>> BEGIN Page
Remove or truncate trailing nulls from file

I want to remove from a file the trailing null characters (0x00) and stop doing so when a different byte is found (which should not be deleted), and either put the result to the same file or a different one.

Any ideas?

Try:

tr -d '\0' < file_with_nulls > file_without_nulls

Note that the filename you use for the output file must NOT be a name of your input file.

1 Like

That command removes all nulls. I need to remove only the ones that are at the end of the file just after the last non-null character, not in the middle of the file.
>> END Page
>> BEGIN Provided information
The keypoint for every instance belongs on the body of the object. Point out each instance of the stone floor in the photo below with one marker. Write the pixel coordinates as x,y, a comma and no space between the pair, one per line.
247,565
>> END Provided information
>> BEGIN Provided information
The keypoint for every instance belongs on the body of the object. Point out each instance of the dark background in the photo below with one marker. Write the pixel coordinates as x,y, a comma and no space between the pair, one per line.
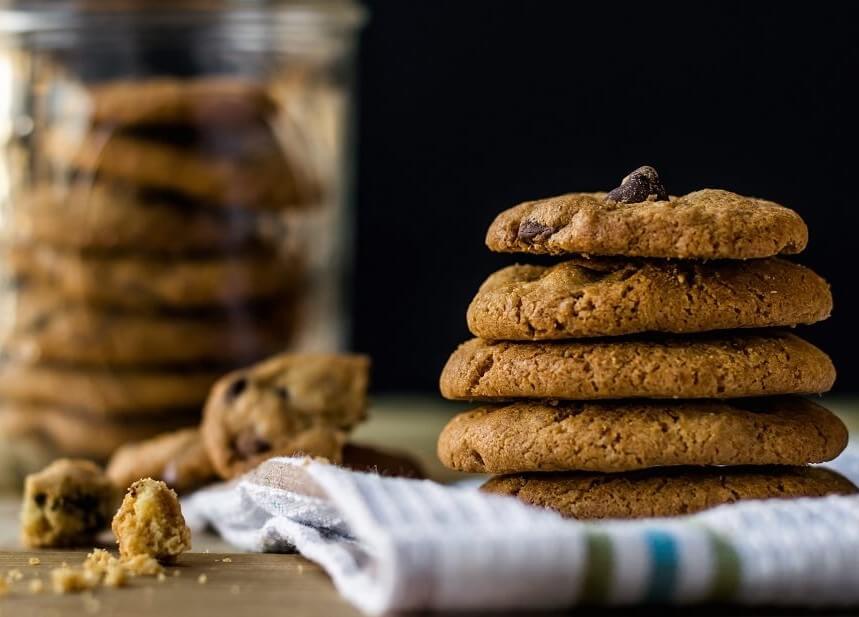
>> END Provided information
■ Instruction ■
Rewrite the thread about trailing nulls starting at "Remove or truncate" and ending at "a different one.", changing "different byte" to "non-null byte". Work from the thread about trailing nulls by itself, not the entries.

■ Solution to this task ■
Remove or truncate trailing nulls from file

I want to remove from a file the trailing null characters (0x00) and stop doing so when a non-null byte is found (which should not be deleted), and either put the result to the same file or a different one.